> [Short problem]
Transcribe word for word the lines spanning the line with "shoreline in the photo above." through the end of the records.

Image object location entries:
## Start
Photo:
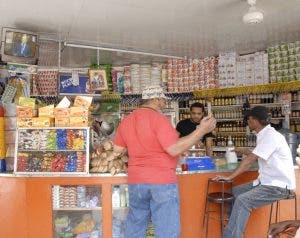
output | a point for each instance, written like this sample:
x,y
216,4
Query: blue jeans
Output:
x,y
158,202
248,197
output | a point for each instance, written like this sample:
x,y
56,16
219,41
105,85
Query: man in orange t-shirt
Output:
x,y
153,147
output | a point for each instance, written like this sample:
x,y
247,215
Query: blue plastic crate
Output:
x,y
200,163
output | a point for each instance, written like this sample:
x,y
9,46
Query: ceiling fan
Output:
x,y
253,16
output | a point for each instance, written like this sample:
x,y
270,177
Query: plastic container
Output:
x,y
200,163
230,154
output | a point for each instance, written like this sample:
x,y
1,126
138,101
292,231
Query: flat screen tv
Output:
x,y
19,46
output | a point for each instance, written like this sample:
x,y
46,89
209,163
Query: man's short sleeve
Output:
x,y
265,147
118,140
165,132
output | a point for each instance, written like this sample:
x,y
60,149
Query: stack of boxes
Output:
x,y
10,122
227,69
75,116
27,114
251,69
61,116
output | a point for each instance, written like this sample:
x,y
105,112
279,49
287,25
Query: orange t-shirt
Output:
x,y
146,134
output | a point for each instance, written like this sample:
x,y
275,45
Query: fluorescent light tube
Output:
x,y
76,45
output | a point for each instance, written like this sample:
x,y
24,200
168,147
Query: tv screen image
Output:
x,y
19,46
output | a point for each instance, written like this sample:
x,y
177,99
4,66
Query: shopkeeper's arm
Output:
x,y
208,146
184,143
244,166
119,151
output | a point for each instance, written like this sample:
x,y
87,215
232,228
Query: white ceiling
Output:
x,y
192,28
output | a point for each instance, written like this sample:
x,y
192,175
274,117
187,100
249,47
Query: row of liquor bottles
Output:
x,y
238,126
295,126
238,140
239,100
234,113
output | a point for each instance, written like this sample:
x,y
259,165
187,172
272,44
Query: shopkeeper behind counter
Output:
x,y
187,126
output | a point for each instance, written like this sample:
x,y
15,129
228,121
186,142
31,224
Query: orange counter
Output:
x,y
26,206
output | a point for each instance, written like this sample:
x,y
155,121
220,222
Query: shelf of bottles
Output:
x,y
247,140
120,200
184,107
77,211
120,203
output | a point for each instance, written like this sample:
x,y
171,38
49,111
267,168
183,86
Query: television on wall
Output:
x,y
18,46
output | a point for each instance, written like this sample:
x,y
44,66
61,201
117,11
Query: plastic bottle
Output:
x,y
122,197
116,197
127,196
230,154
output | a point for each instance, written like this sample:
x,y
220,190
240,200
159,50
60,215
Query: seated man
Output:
x,y
276,173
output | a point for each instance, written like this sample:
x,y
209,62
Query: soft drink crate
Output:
x,y
200,163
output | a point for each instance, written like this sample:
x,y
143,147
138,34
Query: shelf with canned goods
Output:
x,y
52,150
229,119
77,210
224,148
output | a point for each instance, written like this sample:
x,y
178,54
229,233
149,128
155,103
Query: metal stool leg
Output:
x,y
222,218
206,203
271,213
207,218
277,208
295,205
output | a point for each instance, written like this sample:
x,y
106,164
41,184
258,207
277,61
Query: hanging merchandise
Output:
x,y
2,135
284,62
135,77
117,76
127,80
45,83
193,74
106,77
156,74
145,76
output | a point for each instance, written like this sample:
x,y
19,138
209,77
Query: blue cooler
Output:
x,y
200,163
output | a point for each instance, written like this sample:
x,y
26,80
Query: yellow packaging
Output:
x,y
42,122
62,121
2,124
2,145
79,112
83,101
27,102
61,112
47,111
24,112
24,122
79,121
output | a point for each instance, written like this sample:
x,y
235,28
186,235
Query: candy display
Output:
x,y
50,162
76,196
103,160
51,150
74,225
45,83
192,74
284,62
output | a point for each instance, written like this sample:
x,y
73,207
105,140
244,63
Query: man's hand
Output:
x,y
207,124
243,151
220,178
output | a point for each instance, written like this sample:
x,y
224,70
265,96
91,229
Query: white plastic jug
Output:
x,y
230,154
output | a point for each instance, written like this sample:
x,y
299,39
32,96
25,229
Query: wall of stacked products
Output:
x,y
33,96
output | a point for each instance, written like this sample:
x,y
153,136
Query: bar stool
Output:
x,y
222,198
291,195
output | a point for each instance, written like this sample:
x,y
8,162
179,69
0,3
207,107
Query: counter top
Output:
x,y
225,168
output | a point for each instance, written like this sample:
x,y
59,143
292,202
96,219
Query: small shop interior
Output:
x,y
64,91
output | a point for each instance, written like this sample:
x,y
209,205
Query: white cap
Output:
x,y
153,92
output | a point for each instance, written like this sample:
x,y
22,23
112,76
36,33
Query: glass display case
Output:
x,y
77,211
120,203
50,150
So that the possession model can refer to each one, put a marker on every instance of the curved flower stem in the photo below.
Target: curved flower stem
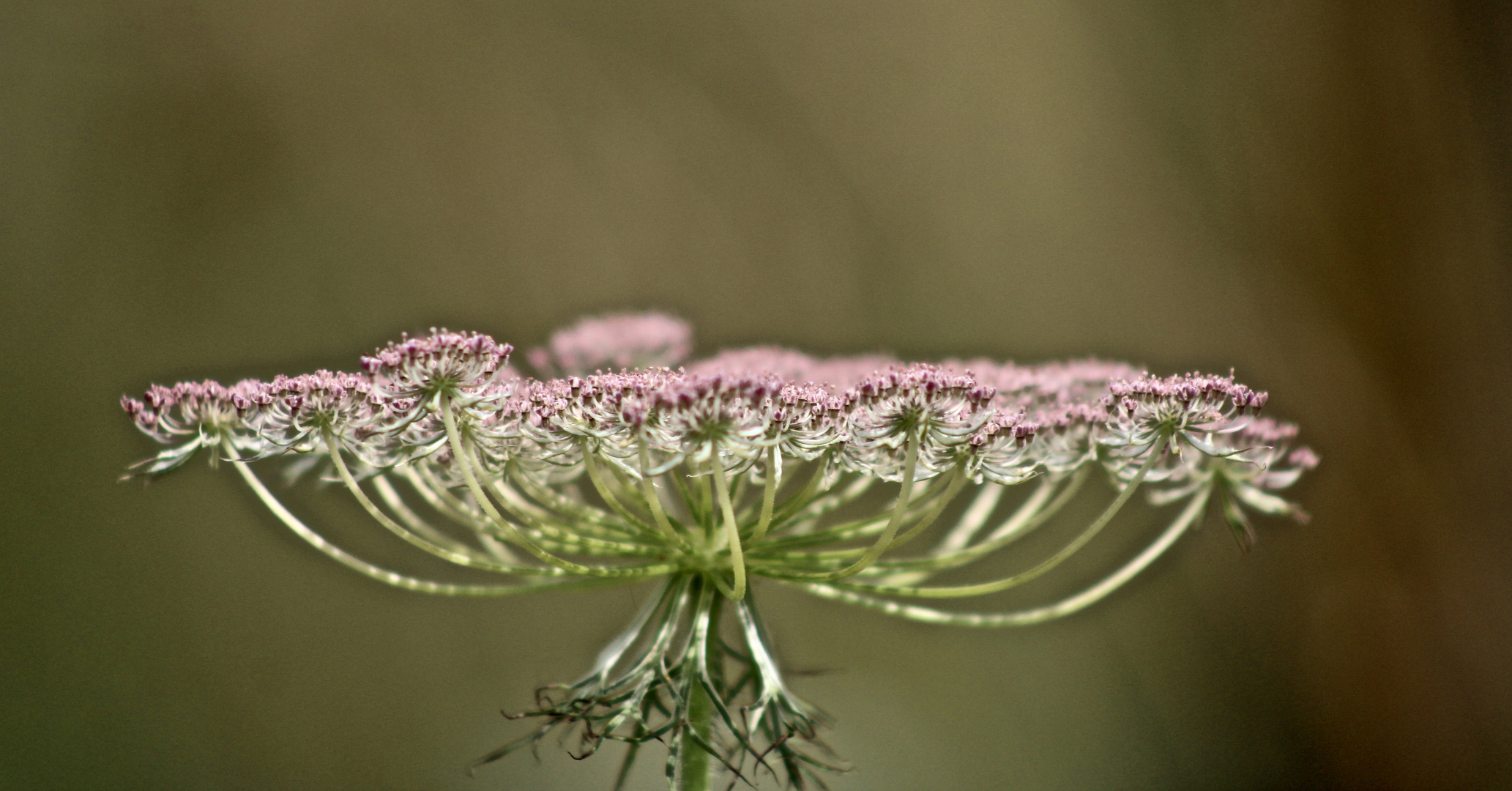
(390, 497)
(959, 480)
(1032, 515)
(461, 559)
(654, 502)
(769, 495)
(607, 494)
(377, 572)
(1039, 614)
(885, 541)
(977, 513)
(464, 463)
(732, 530)
(1043, 566)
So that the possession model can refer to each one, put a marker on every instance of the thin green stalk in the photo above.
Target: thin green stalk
(732, 530)
(1039, 614)
(1022, 576)
(885, 541)
(654, 501)
(461, 559)
(769, 498)
(464, 463)
(377, 572)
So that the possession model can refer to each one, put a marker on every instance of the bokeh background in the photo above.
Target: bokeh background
(1314, 193)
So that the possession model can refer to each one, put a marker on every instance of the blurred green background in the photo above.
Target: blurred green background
(1314, 193)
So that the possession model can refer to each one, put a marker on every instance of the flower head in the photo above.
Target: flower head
(620, 341)
(752, 463)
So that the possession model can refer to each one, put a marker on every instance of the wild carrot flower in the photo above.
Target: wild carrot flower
(732, 468)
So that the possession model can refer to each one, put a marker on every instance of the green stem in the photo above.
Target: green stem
(732, 530)
(694, 762)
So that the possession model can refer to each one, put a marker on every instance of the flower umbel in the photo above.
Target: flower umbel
(753, 463)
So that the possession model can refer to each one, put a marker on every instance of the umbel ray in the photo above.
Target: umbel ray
(613, 467)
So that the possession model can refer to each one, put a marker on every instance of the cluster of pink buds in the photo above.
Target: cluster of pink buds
(751, 463)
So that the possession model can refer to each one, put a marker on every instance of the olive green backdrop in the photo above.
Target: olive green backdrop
(1310, 191)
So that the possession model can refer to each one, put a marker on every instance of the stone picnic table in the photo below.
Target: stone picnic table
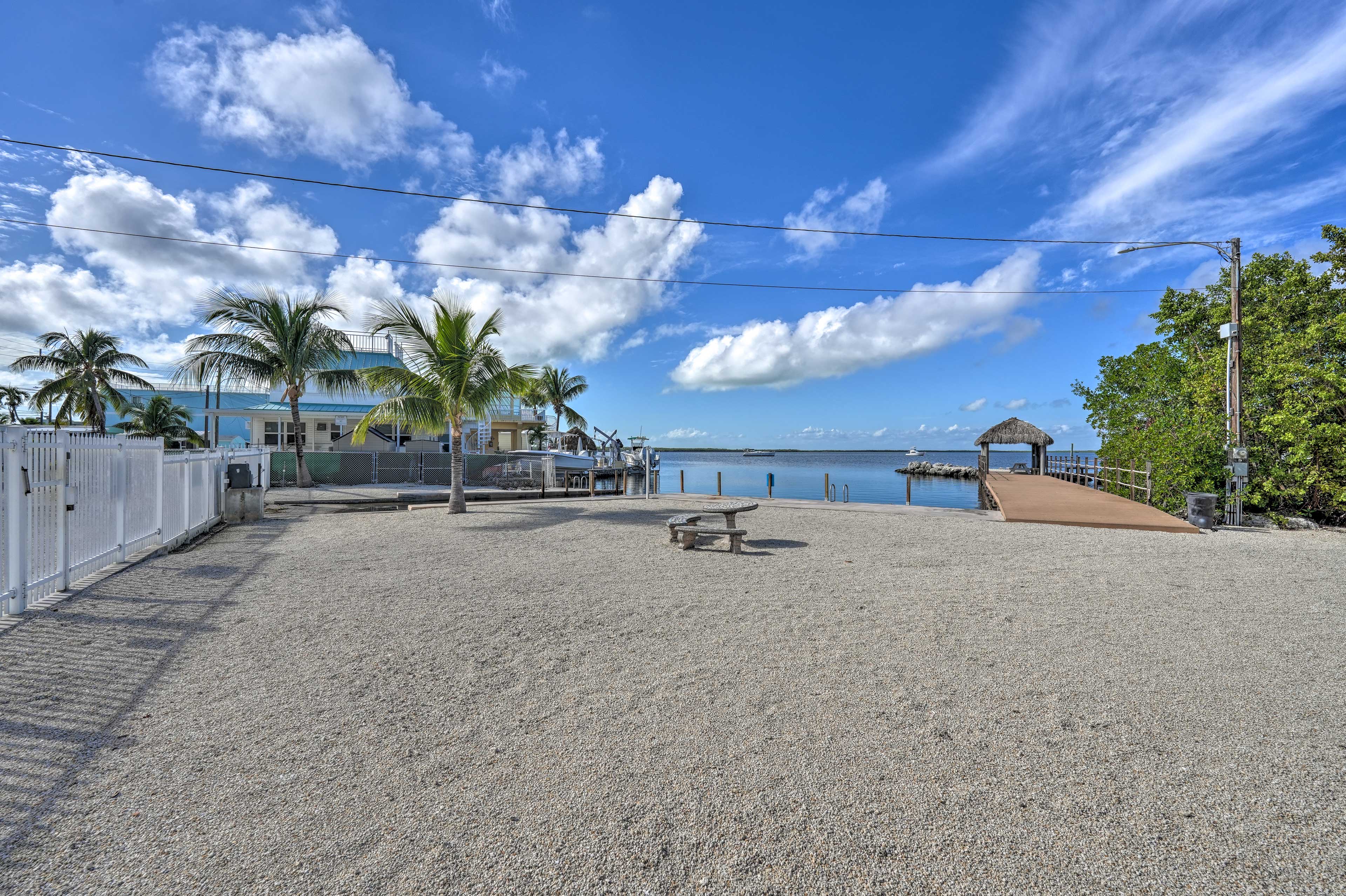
(730, 509)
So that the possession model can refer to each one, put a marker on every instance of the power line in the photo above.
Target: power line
(575, 212)
(566, 274)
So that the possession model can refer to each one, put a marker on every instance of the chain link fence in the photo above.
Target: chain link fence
(371, 469)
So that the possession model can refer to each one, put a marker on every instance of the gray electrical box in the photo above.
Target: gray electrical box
(239, 475)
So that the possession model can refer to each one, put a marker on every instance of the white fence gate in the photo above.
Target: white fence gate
(72, 504)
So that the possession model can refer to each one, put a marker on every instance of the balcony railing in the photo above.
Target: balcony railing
(375, 342)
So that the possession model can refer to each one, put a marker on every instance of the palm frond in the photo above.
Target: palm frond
(418, 414)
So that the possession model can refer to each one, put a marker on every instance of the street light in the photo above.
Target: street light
(1236, 454)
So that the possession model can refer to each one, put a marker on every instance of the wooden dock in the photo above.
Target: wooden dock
(1045, 500)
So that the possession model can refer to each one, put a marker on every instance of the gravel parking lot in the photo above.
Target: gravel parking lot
(548, 697)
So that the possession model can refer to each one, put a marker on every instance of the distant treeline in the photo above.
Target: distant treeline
(881, 451)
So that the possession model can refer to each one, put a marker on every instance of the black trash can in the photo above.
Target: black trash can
(239, 475)
(1201, 509)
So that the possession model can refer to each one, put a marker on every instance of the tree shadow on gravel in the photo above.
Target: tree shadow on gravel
(548, 517)
(73, 676)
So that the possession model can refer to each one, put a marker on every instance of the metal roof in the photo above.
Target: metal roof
(311, 407)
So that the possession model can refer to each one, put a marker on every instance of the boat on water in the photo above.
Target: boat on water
(562, 459)
(640, 453)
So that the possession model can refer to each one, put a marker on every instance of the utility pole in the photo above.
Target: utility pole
(1236, 454)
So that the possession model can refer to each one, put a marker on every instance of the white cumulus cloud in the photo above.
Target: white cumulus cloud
(324, 93)
(839, 341)
(862, 210)
(558, 167)
(143, 284)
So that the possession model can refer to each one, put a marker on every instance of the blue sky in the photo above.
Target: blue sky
(1076, 122)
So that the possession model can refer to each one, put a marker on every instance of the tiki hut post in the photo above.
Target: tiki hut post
(1015, 432)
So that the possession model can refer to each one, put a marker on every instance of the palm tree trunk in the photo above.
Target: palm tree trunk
(457, 502)
(302, 477)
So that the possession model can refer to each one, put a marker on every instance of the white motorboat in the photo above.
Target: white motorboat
(562, 459)
(636, 455)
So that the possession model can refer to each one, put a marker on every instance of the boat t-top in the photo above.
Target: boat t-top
(639, 455)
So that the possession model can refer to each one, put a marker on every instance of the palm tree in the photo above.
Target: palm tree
(559, 389)
(13, 398)
(272, 340)
(453, 374)
(85, 374)
(159, 418)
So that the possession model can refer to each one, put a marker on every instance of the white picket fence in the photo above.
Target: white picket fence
(73, 504)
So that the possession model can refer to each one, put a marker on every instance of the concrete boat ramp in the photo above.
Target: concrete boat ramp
(1046, 500)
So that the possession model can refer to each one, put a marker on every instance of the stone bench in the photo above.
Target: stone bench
(688, 536)
(681, 520)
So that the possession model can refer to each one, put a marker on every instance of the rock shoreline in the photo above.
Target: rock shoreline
(926, 469)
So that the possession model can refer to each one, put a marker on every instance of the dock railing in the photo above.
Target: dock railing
(1130, 482)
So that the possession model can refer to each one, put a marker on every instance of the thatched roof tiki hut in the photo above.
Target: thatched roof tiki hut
(1015, 432)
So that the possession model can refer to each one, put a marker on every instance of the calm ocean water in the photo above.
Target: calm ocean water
(869, 477)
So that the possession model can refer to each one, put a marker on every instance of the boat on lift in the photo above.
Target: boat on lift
## End
> [Solved exercise]
So that the possession model can refer to each one, put a marker on every instance of the rock shoreline in the photo above.
Target: rock shoreline
(926, 469)
So that the possession model can refer to each one, put a marker on every instance of the dock railing in the photo above.
Target: dock railing
(1130, 482)
So that the possession model can refer to each one, put a marker on every instance of the thatched roof tiki hut in the photo above.
Target: thatched roof tiki hut
(1015, 432)
So that the possession model can refer to each one, put a marker on every instance of the calm ocean water in the photo above.
Target: calm ocean water
(869, 477)
So that the possession model can refer to each one, put a marker on every instance of the boat on lift in the photo above.
Target: boat on lift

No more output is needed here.